Budgets for Businesses – Six Classic Roles
- Planning of annual operations; aligns day-to-day tactics with strategy.
- Coordinating inter-dependent departments toward common quantitative targets (sales, production, HR, logistics, finance).
- Communication tool from senior management to middle & line managers (sets expectations, allocates resources).
- Motivation device: clear targets can inspire effort, encourage cost consciousness and innovation.
- Control mechanism: provides baseline against which actual performance is measured.
- Performance evaluation: variances vs budget feed into management appraisal, bonuses, remedial actions.
The Budget Process (7-Step Template)
- Form a budget committee
- Cross-functional team chaired by senior finance or CFO.
- Oversees timetable, resolves conflicts, validates assumptions.

## EXTRACTED INFORMATION
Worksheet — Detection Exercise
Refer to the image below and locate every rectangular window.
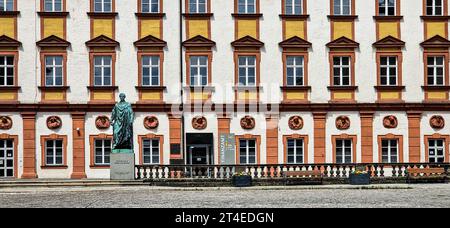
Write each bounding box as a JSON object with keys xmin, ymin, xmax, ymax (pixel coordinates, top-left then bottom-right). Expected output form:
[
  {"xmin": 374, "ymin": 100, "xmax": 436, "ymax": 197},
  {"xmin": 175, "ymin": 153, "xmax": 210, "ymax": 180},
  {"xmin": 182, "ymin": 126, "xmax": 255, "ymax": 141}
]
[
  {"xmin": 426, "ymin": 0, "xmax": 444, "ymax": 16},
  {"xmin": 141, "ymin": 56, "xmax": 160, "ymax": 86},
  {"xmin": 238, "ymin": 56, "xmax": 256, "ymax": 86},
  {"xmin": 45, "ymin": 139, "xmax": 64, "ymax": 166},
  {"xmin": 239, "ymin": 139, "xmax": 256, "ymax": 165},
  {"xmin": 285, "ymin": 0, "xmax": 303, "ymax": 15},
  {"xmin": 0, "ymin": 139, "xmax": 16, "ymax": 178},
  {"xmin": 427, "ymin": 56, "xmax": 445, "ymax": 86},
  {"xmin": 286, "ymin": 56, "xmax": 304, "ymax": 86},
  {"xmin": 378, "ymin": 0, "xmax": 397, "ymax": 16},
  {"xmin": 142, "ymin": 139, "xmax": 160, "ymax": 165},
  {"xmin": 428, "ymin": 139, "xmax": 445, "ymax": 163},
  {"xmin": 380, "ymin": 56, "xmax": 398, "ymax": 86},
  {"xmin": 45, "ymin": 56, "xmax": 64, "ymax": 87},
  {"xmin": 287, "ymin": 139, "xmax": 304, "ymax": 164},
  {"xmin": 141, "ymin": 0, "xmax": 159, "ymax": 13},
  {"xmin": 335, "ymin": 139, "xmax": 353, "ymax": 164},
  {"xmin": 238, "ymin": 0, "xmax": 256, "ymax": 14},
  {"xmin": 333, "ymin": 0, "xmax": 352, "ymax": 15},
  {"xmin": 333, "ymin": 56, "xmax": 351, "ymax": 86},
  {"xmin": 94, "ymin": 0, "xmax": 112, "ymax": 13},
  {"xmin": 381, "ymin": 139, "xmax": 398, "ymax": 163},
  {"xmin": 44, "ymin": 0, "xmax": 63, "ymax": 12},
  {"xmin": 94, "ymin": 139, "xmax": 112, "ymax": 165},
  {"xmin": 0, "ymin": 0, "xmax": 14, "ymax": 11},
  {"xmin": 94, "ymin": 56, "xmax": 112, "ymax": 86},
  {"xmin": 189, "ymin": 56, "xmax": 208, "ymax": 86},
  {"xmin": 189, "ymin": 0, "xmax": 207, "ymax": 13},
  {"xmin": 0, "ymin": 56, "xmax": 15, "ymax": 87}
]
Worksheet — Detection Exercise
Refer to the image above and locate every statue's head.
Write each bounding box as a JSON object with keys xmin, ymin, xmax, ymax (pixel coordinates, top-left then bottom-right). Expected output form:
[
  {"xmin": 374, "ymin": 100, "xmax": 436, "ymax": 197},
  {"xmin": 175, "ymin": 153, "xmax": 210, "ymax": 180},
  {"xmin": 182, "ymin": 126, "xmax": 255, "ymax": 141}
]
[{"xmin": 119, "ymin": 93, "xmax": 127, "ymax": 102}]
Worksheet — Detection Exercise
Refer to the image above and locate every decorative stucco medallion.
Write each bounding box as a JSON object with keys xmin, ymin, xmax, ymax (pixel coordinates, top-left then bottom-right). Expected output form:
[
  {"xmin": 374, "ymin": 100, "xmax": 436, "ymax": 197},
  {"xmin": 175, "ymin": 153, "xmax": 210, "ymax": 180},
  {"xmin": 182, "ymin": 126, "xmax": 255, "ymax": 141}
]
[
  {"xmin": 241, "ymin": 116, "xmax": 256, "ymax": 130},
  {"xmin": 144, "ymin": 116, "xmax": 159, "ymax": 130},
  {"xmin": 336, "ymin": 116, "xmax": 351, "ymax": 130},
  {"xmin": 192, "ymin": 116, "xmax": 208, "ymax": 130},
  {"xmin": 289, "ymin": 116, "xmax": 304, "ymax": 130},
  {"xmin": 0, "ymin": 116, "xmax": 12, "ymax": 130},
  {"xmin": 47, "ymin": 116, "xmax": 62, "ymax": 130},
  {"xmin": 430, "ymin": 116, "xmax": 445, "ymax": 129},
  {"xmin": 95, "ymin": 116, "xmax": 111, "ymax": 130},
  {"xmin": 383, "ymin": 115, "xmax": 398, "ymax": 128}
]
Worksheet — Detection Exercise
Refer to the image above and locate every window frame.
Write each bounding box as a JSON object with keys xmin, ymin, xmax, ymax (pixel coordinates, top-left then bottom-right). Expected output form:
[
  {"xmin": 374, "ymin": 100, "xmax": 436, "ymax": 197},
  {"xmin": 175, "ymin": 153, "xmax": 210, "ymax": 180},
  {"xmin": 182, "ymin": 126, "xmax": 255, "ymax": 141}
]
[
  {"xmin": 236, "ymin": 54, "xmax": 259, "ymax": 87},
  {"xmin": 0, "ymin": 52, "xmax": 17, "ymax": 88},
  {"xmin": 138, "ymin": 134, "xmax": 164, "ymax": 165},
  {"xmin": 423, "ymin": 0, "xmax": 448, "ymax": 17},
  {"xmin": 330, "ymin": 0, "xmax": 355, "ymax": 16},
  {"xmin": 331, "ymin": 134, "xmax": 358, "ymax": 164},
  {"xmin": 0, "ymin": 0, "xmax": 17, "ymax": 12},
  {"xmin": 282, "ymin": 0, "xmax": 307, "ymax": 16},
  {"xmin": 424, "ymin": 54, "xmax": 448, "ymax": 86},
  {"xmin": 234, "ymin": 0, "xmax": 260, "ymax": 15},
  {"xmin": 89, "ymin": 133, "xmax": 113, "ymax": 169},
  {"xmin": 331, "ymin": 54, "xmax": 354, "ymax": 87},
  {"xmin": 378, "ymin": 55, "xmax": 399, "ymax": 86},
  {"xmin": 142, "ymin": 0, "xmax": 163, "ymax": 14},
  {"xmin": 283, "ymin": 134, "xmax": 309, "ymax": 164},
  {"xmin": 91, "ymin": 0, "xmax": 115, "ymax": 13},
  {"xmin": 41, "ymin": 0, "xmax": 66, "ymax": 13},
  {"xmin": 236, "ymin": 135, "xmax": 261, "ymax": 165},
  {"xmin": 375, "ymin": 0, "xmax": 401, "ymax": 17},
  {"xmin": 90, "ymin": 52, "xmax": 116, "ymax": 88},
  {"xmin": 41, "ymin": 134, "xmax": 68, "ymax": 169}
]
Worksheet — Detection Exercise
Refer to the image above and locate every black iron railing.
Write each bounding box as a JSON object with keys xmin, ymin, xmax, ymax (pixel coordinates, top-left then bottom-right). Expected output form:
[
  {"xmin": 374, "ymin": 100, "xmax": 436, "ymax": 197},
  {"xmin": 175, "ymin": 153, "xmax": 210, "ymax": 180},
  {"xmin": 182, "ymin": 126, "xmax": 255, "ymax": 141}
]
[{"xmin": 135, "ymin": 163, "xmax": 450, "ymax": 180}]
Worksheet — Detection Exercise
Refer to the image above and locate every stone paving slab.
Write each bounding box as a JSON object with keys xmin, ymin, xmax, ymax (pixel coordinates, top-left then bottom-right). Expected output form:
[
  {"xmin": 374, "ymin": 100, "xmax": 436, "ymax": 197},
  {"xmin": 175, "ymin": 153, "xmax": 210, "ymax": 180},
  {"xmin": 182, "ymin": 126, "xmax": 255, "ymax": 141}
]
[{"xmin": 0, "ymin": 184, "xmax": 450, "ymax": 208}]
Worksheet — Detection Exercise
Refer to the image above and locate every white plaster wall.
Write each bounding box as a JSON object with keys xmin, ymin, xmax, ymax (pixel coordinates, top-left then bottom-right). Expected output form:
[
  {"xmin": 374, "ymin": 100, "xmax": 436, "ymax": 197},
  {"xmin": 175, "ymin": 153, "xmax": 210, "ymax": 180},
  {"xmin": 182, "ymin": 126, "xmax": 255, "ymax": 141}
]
==
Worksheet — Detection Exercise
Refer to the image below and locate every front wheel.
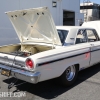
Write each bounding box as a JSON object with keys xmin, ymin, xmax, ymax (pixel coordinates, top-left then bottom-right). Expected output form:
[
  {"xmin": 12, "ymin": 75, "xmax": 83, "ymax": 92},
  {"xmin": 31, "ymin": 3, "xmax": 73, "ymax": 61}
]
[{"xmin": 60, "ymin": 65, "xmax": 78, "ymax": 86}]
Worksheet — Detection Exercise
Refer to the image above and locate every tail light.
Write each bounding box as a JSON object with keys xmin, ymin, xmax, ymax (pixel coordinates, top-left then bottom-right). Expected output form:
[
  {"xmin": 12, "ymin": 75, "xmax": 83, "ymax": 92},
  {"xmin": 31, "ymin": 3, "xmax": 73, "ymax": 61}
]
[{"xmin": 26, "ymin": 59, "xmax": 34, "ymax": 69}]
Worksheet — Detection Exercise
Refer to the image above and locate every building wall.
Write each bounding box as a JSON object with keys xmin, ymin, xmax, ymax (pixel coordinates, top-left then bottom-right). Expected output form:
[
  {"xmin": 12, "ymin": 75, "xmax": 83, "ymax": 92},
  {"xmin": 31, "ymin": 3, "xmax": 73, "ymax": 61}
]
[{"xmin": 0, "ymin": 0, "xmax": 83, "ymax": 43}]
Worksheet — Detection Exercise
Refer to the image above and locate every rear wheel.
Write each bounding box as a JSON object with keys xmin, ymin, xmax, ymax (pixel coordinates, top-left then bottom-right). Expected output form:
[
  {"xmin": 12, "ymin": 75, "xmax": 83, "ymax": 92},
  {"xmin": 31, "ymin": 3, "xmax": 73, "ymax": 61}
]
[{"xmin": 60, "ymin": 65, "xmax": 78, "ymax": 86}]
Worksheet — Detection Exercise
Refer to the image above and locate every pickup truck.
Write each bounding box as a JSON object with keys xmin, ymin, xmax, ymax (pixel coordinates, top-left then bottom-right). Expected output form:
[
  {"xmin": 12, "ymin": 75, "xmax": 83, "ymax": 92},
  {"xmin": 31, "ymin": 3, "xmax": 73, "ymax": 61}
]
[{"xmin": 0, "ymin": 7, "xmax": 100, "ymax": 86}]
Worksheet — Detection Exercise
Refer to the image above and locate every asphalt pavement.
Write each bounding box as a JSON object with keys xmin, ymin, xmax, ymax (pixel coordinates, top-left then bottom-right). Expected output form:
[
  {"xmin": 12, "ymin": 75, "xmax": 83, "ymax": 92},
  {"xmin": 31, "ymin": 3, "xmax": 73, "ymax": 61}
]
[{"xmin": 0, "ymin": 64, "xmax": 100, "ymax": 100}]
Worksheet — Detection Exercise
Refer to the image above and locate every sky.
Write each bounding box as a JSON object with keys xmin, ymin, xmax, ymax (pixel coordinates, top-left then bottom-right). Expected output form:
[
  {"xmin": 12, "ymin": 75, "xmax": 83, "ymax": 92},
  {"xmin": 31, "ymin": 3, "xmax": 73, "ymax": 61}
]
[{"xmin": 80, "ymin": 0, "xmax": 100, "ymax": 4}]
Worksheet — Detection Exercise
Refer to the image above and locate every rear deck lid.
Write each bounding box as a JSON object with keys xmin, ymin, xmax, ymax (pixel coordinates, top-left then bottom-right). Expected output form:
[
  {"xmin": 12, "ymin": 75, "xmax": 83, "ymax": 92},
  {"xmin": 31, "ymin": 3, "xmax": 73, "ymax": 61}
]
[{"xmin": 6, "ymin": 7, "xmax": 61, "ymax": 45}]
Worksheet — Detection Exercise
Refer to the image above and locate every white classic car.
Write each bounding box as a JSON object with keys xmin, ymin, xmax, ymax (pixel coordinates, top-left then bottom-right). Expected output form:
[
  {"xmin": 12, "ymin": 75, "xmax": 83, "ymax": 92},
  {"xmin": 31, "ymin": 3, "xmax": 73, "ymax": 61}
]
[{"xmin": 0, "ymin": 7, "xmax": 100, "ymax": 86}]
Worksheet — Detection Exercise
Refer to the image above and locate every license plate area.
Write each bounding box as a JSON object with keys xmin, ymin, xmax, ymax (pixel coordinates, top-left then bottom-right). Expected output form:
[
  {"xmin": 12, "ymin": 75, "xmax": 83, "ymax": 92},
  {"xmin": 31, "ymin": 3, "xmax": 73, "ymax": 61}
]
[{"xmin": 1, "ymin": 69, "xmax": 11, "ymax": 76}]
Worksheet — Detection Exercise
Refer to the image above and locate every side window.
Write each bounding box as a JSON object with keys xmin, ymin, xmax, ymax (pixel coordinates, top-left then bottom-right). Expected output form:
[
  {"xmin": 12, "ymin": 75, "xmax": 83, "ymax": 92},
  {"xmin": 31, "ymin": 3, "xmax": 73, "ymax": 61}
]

## TASK DIRECTIONS
Decide whether each statement below agrees with the text on business budgets: (a) the budget committee is chaired by senior finance or the CFO; (b) the budget process follows a five-step template; (c) the text names eight classic roles of budgets. For each, answer yes or no and quote the words from the text that decide it.

## FULL RESPONSE
(a) Yes: "Cross-functional team chaired by senior finance or CFO."
(b) No: "The Budget Process (7-Step Template)"
(c) No: "Budgets for Businesses – Six Classic Roles"